> [EXERCISE DIRECTIONS]: Below are entries. Copy exactly the lines running from the line that holds "Target: flowing water" to the line that holds "x=345, y=142", with both ends included.

+++ MATERIAL PROVIDED

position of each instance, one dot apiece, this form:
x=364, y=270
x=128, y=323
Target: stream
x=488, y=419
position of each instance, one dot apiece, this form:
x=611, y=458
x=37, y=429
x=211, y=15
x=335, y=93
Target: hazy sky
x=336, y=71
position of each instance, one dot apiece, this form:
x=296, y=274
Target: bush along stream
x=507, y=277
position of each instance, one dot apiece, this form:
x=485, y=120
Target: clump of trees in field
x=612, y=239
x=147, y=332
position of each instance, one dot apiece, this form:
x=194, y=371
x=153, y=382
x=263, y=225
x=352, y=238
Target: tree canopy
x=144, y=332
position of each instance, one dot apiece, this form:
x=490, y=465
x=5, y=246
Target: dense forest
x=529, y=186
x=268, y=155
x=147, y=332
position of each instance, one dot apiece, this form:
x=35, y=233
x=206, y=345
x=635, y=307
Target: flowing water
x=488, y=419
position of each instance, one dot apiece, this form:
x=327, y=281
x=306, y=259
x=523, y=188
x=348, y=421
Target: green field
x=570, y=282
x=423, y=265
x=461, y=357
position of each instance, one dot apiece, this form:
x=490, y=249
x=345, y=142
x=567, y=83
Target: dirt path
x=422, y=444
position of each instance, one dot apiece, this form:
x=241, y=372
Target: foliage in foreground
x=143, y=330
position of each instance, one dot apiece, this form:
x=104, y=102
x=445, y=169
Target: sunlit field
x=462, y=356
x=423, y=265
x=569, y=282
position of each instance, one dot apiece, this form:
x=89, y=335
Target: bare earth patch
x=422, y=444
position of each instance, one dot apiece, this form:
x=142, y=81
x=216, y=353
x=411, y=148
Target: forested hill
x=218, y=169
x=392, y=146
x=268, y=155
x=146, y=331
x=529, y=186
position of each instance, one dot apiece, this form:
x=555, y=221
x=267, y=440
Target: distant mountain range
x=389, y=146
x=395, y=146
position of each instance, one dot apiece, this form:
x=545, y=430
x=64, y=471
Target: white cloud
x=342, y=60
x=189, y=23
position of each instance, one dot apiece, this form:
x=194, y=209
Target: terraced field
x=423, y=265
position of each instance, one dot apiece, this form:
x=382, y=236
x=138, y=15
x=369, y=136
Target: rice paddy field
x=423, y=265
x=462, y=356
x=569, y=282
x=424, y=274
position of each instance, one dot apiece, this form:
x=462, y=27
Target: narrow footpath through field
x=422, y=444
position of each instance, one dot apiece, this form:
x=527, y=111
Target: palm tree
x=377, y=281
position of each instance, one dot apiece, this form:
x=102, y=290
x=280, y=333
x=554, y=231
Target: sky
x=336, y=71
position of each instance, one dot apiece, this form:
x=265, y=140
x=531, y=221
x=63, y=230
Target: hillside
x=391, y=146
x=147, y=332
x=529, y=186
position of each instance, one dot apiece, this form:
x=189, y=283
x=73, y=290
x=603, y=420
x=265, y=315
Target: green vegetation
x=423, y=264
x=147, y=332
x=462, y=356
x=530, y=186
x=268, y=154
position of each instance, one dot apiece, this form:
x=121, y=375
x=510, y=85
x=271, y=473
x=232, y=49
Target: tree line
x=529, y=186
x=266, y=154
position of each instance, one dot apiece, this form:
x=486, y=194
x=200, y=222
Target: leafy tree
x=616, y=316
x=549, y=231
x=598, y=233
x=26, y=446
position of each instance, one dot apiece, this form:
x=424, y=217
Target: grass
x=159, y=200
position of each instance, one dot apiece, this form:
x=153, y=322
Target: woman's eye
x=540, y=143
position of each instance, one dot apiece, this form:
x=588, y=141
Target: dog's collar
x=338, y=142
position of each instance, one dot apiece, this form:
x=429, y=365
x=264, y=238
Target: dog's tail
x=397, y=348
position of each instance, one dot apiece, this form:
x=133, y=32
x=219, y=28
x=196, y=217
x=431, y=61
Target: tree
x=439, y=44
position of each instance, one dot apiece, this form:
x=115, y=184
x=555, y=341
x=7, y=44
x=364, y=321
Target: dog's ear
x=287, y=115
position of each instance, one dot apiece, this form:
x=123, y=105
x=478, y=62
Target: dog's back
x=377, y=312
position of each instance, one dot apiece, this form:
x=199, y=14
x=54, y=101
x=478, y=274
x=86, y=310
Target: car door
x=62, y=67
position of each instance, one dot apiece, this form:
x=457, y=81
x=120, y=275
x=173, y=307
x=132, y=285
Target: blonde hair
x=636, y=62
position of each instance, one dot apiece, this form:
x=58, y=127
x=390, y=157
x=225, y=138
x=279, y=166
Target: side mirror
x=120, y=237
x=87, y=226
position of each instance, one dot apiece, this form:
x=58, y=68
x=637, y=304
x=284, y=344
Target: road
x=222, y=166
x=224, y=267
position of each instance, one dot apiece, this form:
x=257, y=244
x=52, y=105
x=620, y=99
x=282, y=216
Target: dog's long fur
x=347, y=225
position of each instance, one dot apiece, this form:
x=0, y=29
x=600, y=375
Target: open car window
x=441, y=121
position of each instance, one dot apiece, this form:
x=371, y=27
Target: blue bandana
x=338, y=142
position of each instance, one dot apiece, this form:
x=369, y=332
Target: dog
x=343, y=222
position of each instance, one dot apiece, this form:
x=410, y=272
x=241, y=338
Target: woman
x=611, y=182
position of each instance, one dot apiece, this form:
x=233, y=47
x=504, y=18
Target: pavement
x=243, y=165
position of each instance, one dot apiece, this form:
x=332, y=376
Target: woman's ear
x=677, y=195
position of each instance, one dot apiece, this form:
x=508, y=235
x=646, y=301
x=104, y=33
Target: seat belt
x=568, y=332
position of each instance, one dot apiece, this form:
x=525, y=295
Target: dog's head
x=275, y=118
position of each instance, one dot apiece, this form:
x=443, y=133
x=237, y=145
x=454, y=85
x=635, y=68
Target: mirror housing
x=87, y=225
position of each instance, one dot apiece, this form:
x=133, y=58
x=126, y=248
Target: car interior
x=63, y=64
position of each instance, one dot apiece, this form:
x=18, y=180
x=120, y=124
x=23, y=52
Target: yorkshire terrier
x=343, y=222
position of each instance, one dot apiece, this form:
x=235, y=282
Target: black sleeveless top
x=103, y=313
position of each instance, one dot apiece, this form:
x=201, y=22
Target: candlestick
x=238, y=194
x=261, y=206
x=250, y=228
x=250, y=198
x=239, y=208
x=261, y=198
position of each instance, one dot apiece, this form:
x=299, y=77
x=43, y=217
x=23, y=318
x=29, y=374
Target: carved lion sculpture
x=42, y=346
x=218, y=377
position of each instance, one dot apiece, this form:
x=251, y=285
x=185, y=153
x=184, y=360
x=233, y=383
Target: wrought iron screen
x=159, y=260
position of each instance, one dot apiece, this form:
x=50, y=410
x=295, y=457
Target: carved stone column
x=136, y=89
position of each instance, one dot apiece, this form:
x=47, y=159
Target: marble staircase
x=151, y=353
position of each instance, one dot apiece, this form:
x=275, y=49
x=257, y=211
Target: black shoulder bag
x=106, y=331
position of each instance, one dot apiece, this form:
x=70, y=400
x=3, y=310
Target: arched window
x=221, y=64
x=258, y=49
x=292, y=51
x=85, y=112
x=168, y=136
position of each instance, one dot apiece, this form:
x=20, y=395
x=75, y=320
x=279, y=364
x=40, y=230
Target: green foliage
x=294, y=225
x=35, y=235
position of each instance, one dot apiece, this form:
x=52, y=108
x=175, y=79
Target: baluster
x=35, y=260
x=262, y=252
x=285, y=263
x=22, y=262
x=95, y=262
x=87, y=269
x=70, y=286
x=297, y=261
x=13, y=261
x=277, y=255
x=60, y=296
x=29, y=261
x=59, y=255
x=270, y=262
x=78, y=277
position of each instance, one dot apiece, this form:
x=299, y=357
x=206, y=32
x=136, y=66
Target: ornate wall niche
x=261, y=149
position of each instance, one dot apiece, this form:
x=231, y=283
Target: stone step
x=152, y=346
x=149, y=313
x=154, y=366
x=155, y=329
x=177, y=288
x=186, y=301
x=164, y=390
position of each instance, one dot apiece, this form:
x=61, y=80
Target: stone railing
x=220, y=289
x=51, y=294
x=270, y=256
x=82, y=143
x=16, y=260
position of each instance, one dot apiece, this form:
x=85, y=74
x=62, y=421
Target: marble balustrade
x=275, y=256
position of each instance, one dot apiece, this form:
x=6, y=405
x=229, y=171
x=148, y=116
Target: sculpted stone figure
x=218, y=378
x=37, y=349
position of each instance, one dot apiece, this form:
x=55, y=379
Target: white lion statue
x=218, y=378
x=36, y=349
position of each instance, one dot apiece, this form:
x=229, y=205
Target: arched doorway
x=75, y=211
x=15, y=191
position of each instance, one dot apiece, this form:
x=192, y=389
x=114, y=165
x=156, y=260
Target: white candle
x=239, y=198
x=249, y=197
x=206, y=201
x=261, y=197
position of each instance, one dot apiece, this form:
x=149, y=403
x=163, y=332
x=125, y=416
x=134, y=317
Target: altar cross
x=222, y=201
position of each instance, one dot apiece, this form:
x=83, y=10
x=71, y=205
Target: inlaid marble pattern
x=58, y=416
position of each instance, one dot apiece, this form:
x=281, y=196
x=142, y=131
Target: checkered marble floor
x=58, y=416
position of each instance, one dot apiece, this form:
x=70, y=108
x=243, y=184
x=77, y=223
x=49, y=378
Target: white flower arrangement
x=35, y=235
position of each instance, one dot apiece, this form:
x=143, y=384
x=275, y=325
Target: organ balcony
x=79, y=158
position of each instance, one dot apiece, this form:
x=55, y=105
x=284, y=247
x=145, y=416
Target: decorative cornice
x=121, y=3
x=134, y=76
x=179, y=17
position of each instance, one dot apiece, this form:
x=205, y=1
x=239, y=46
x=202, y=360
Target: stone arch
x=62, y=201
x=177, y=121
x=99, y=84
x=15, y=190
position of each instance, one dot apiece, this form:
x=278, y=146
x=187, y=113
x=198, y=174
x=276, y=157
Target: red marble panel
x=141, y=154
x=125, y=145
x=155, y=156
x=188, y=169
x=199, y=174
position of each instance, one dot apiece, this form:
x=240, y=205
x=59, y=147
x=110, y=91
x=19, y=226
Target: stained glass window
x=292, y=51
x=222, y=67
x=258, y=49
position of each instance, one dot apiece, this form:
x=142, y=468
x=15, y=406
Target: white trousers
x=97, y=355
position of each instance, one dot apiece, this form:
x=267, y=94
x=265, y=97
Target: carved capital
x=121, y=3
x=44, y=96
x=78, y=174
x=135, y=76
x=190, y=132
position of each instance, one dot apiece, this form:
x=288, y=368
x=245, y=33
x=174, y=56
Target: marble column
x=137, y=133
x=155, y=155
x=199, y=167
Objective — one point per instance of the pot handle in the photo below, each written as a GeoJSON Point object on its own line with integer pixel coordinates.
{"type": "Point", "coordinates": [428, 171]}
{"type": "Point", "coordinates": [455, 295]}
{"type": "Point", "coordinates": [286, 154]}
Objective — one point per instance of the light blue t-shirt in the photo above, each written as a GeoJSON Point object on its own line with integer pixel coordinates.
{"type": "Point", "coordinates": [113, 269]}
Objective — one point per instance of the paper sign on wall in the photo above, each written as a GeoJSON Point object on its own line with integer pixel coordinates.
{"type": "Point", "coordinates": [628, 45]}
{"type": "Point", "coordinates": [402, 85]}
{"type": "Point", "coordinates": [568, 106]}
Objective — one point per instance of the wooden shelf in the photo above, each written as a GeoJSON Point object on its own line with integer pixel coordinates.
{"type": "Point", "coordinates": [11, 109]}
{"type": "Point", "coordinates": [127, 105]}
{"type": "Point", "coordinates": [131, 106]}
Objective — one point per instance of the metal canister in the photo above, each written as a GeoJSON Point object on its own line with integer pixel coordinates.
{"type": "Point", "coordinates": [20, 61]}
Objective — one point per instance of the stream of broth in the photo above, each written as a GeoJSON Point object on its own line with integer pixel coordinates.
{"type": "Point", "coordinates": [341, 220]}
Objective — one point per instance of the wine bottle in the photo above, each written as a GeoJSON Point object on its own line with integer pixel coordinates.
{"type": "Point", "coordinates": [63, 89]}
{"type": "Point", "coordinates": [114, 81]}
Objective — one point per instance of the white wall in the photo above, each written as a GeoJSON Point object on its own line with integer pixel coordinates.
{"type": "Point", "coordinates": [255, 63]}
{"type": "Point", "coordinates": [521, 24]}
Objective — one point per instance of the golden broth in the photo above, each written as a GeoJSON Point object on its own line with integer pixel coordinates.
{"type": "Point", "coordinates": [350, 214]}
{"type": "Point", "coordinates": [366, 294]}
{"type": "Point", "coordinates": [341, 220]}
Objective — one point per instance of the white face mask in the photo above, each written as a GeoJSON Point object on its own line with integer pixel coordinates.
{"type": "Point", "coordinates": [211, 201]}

++++++

> [SOLUTION FOR THIS PROBLEM]:
Target: flowing water
x=488, y=419
position of each instance, one dot apiece, this form:
x=327, y=281
x=306, y=259
x=523, y=188
x=348, y=421
Target: green field
x=570, y=282
x=423, y=265
x=461, y=357
position of each instance, one dot apiece, this form:
x=490, y=249
x=345, y=142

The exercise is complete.